-- start PROVIDED RECORDS --

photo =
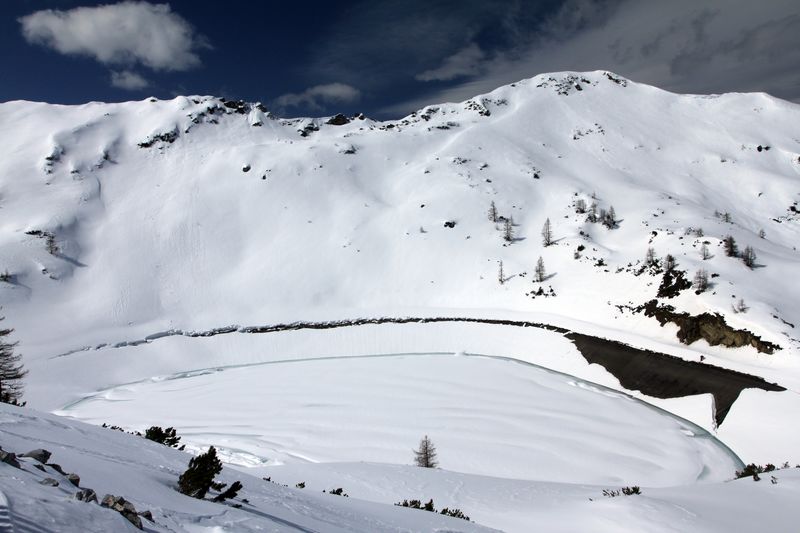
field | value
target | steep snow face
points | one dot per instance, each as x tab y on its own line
123	224
184	214
146	473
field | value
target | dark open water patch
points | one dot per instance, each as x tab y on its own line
666	376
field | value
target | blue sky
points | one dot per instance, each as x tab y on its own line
386	58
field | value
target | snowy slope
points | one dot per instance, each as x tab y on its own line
146	473
126	226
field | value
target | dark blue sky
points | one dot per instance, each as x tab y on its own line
385	58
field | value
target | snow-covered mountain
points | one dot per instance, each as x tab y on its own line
150	247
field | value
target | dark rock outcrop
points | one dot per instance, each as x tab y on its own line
338	120
86	495
665	376
39	454
9	458
711	327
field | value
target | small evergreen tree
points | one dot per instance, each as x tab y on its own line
592	216
11	370
425	456
670	263
199	477
508	230
701	280
730	246
650	257
492	212
547	233
609	219
749	257
540	272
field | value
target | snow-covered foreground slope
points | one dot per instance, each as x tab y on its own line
516	421
145	473
127	228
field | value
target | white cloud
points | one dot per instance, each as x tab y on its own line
694	46
118	34
315	97
128	80
466	62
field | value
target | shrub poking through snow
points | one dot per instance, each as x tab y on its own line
540	272
749	257
508	230
417	504
199	477
731	249
753	470
547	233
627	491
167	437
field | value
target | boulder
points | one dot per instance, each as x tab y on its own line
86	495
57	468
39	454
9	458
123	507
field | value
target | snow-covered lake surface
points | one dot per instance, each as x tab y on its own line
488	416
122	223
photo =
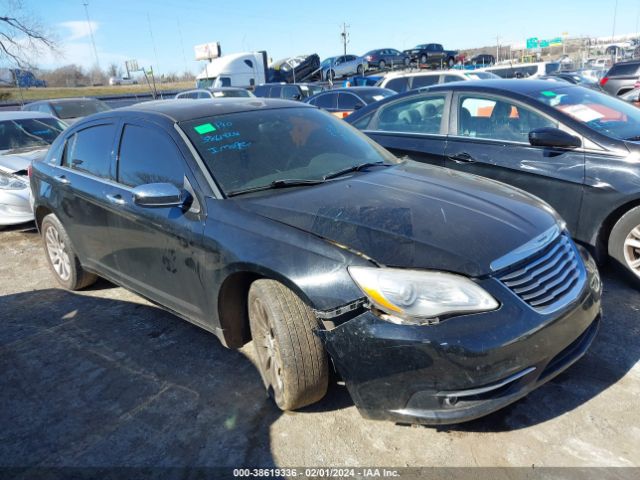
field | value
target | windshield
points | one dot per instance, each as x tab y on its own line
603	113
29	132
79	108
253	149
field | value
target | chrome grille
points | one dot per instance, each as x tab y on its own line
548	279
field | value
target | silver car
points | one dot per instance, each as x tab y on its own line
24	137
343	66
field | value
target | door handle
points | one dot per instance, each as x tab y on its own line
62	179
115	198
462	157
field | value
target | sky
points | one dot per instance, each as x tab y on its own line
162	33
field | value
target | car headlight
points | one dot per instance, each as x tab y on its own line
11	182
418	297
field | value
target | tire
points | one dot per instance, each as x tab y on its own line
624	242
62	260
291	359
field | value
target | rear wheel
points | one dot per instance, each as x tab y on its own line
624	242
291	359
62	259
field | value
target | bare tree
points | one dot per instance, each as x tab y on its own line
21	35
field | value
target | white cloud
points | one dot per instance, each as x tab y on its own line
78	29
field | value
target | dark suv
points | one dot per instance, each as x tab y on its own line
288	91
435	295
621	78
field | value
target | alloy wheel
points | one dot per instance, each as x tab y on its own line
632	250
58	254
267	349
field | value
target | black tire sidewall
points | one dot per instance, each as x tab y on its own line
51	221
619	233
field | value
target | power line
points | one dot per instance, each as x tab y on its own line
345	36
93	42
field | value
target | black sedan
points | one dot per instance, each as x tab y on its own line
386	57
573	147
439	297
342	102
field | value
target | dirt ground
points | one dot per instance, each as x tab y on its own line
103	378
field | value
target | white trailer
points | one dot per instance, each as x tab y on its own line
244	70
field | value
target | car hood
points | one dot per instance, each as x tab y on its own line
20	160
413	216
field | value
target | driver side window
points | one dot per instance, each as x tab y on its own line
498	119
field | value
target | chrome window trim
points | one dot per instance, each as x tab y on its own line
198	159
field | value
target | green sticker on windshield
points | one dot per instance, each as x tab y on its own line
204	128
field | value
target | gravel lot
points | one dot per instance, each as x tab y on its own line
103	378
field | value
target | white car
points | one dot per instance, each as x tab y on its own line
343	66
24	137
122	81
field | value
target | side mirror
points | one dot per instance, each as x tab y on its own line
158	195
553	137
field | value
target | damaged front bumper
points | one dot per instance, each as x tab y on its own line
464	367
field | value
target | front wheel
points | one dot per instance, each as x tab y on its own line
291	359
624	242
63	261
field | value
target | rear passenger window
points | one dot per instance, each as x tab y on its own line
275	92
424	81
398	85
346	101
419	114
148	156
326	101
89	150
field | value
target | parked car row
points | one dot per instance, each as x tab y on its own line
462	217
273	221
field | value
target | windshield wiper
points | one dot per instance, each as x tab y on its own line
355	168
284	183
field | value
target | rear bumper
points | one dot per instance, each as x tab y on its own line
15	207
462	368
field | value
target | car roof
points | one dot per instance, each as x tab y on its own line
184	109
22	114
355	89
520	86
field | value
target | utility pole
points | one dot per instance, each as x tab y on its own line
345	37
93	42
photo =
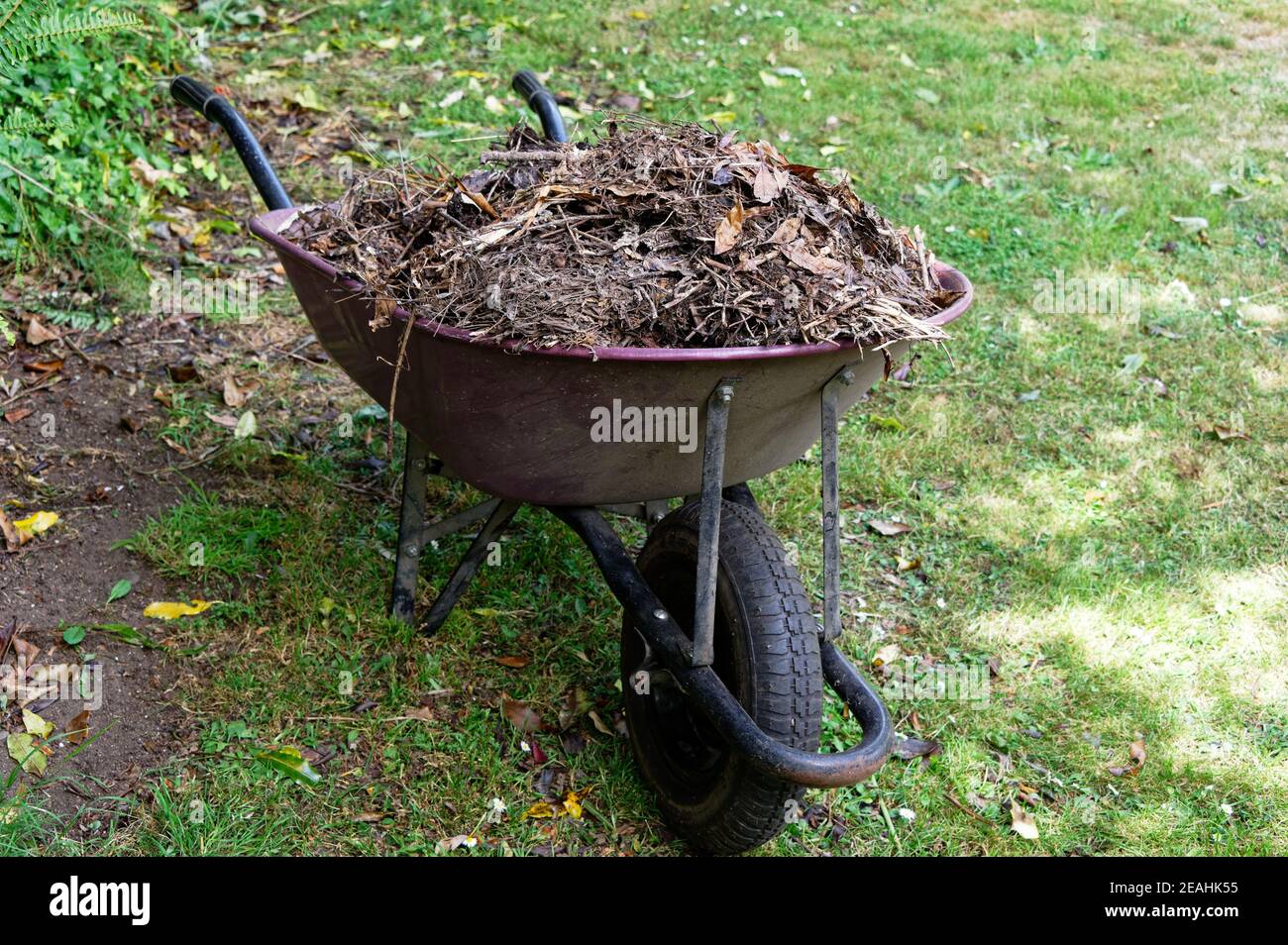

-- end PROVIDED RECORDS --

▸ TASK DIRECTIONS
Identify every line in the entries above that contains the word "tire", and copy each of those lines in full. Matching is case-sensitive.

▸ FULL SOLUTION
target | tire
target | black tire sidewall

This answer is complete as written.